GOAL OF THE EXERCISE. Where the records below show a line containing "positive clicks: (110, 66) (49, 64) (49, 56)", start copying; end with the line containing "box: [264, 132, 290, 160]", and copy it too.

── MATERIALS PROVIDED ──

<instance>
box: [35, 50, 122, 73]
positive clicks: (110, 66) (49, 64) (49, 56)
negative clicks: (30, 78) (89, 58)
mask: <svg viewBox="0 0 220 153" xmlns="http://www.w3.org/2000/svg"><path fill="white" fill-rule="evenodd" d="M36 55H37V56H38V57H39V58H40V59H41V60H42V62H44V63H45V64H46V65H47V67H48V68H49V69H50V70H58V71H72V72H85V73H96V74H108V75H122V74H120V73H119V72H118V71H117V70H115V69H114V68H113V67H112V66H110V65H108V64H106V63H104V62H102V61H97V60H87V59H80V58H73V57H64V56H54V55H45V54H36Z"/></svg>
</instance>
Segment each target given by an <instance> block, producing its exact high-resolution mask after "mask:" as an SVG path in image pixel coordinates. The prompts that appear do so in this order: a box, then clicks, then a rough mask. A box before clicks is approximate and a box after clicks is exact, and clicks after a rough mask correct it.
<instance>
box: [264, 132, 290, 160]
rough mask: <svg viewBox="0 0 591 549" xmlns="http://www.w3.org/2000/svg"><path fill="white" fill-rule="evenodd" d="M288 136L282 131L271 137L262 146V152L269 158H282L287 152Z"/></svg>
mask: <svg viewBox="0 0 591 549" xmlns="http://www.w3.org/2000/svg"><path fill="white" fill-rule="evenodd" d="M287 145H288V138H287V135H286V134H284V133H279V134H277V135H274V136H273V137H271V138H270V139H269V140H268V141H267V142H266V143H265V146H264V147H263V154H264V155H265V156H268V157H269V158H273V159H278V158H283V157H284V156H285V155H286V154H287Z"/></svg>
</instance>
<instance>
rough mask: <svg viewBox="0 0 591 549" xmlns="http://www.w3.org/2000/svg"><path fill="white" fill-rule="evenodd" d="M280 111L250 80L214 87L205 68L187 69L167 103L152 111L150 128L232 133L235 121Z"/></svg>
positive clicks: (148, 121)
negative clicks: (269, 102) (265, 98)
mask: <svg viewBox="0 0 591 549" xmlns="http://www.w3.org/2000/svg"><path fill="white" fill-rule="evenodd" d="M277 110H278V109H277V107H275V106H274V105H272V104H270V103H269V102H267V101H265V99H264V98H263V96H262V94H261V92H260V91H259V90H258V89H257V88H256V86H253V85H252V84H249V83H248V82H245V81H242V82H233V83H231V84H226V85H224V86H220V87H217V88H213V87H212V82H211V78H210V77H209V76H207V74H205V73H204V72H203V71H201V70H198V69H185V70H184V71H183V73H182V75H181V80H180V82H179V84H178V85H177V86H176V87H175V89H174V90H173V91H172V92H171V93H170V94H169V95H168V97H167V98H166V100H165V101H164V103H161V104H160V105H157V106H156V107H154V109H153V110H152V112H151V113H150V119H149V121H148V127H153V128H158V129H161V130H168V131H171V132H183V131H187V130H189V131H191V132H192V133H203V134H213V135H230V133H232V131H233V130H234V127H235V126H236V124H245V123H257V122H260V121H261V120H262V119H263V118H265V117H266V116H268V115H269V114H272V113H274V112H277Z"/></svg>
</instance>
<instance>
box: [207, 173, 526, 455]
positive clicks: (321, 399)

───
── MATERIALS PROVIDED ──

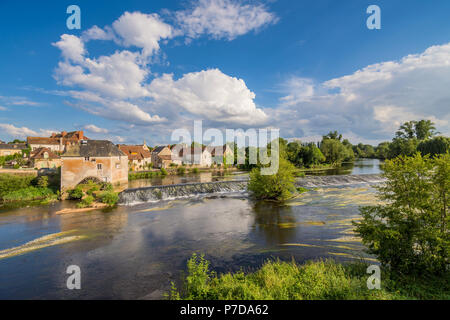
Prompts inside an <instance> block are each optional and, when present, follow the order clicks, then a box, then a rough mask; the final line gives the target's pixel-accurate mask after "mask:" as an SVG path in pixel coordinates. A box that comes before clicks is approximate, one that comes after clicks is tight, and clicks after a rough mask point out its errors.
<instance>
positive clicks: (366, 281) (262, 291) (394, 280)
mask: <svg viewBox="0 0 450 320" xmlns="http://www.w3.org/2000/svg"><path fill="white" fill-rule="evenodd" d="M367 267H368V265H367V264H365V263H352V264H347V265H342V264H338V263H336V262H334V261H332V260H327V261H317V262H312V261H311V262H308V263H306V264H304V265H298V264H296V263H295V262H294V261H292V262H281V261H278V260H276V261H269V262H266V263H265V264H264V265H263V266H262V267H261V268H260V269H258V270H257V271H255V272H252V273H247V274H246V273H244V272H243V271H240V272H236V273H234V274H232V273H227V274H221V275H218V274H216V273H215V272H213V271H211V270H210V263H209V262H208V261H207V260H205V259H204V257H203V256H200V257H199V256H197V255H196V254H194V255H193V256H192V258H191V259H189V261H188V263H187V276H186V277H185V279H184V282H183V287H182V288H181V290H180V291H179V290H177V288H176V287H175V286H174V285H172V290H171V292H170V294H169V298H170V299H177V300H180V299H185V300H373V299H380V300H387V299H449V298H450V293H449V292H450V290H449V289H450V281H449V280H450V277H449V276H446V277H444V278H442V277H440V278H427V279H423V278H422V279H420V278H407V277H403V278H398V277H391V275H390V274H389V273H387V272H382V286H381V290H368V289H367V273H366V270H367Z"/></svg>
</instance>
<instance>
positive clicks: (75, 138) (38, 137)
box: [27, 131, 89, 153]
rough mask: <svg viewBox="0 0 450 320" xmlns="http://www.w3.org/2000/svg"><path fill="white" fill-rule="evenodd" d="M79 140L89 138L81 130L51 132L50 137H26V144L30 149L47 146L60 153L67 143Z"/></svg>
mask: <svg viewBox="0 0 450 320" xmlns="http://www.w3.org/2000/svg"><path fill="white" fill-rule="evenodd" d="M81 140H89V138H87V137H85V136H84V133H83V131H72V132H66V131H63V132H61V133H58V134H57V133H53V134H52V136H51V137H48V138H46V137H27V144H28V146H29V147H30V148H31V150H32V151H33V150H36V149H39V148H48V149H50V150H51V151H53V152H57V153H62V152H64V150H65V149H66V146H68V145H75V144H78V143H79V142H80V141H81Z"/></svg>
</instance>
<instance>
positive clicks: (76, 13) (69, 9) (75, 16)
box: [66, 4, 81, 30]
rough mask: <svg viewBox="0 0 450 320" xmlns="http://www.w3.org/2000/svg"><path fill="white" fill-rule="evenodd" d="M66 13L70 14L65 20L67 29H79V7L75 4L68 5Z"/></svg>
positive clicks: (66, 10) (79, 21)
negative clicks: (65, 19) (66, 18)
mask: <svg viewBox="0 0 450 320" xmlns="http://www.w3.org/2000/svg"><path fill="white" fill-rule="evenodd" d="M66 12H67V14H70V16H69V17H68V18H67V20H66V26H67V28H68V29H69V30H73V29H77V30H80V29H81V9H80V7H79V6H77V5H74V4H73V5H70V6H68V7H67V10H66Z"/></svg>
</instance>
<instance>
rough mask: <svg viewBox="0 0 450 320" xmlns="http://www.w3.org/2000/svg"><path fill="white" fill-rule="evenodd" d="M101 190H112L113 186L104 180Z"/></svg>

───
── MATERIALS PROVIDED ──

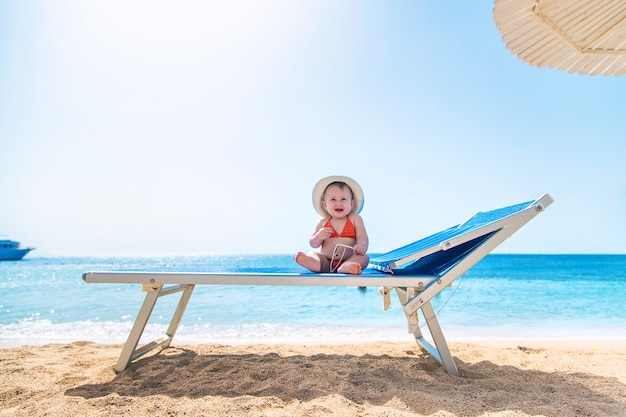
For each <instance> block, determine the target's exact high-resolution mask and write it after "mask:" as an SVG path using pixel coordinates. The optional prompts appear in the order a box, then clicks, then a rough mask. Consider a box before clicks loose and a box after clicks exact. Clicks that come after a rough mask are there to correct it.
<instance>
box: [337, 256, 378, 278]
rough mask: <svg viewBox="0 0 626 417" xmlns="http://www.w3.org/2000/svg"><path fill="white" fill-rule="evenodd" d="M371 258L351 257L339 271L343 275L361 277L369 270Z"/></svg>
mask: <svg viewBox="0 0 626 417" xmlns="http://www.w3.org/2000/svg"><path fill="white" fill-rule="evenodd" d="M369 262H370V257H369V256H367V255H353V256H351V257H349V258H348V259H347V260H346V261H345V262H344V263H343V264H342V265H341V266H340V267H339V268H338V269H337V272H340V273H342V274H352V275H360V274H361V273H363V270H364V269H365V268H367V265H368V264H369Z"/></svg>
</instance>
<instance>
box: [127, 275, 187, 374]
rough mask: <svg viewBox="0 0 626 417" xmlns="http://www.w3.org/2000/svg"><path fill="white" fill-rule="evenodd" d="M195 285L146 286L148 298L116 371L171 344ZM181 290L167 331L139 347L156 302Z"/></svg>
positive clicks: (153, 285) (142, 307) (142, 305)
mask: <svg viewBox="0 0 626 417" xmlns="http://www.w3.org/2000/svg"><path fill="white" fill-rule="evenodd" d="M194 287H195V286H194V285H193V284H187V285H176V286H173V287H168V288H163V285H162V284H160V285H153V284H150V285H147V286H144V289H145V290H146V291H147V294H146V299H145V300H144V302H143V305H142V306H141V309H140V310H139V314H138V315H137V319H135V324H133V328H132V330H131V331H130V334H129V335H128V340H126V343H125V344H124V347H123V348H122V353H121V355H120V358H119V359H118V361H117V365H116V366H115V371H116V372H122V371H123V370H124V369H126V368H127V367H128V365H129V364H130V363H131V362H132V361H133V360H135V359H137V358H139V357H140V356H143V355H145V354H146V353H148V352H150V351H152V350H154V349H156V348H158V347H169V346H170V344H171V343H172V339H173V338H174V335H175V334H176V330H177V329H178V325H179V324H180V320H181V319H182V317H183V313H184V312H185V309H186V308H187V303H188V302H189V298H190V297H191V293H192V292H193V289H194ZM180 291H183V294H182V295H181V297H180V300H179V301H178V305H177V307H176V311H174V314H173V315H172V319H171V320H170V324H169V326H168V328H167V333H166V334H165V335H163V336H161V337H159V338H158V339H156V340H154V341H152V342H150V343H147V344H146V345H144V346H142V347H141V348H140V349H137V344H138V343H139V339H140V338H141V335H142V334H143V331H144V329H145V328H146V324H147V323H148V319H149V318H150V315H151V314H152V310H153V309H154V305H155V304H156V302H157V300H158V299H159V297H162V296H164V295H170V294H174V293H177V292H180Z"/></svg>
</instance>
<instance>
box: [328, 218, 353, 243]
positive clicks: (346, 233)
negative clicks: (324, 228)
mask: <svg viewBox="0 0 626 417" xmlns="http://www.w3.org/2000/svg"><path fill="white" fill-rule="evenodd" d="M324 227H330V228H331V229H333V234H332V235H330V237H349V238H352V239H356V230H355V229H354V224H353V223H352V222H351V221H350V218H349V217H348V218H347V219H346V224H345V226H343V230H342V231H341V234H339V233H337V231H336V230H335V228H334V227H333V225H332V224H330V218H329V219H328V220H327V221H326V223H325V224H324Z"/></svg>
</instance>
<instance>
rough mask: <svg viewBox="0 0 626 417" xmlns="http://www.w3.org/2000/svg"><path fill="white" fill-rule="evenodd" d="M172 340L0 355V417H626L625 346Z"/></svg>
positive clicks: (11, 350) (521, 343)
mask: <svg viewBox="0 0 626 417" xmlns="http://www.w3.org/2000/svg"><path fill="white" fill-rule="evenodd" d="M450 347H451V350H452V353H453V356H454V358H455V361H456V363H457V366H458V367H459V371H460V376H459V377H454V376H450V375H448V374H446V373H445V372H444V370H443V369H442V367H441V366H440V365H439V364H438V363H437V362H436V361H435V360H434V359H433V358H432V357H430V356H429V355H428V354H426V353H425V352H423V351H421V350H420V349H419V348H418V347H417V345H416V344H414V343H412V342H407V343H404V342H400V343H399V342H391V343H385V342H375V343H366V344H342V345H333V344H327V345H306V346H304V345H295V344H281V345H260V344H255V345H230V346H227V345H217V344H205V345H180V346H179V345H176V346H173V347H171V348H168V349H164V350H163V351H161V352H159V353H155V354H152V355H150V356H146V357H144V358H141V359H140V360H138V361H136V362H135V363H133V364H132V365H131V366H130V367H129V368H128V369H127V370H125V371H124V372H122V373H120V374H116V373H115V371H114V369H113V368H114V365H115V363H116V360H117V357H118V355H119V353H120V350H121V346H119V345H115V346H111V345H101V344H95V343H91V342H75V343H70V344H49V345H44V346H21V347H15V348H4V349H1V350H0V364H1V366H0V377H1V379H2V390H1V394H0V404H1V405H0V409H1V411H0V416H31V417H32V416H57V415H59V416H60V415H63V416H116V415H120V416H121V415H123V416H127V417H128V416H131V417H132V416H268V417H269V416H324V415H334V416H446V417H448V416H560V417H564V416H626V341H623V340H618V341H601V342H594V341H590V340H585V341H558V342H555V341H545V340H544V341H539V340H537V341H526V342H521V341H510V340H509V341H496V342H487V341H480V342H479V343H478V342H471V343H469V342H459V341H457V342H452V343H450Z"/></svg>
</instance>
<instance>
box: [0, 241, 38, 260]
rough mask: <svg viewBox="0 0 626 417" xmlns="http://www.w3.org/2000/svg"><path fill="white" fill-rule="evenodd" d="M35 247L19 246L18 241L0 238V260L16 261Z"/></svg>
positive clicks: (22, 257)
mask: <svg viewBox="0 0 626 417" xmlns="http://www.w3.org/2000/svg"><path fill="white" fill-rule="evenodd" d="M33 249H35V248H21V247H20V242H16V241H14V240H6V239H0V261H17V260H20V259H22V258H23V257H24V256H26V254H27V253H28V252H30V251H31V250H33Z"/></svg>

───

EXERCISE RESULT.
positive clicks: (110, 66) (49, 64) (49, 56)
negative clicks: (30, 78) (89, 58)
mask: <svg viewBox="0 0 220 153" xmlns="http://www.w3.org/2000/svg"><path fill="white" fill-rule="evenodd" d="M36 55H37V56H38V57H39V58H40V59H41V60H42V62H44V63H45V64H46V65H47V67H48V68H49V69H50V70H58V71H72V72H85V73H96V74H108V75H122V74H120V73H119V72H118V71H117V70H115V69H114V68H113V67H112V66H110V65H108V64H106V63H104V62H102V61H97V60H87V59H80V58H73V57H64V56H54V55H45V54H36Z"/></svg>
</instance>
Segment each target given by an <instance> block, producing its exact high-resolution mask after "mask:" as an SVG path in image pixel coordinates. The prompts that appear do so in this order: a box, then clicks, then a rough mask. A box before clicks is approximate and a box after clicks is exact, and clicks after a rough mask correct it.
<instance>
box: [264, 132, 290, 160]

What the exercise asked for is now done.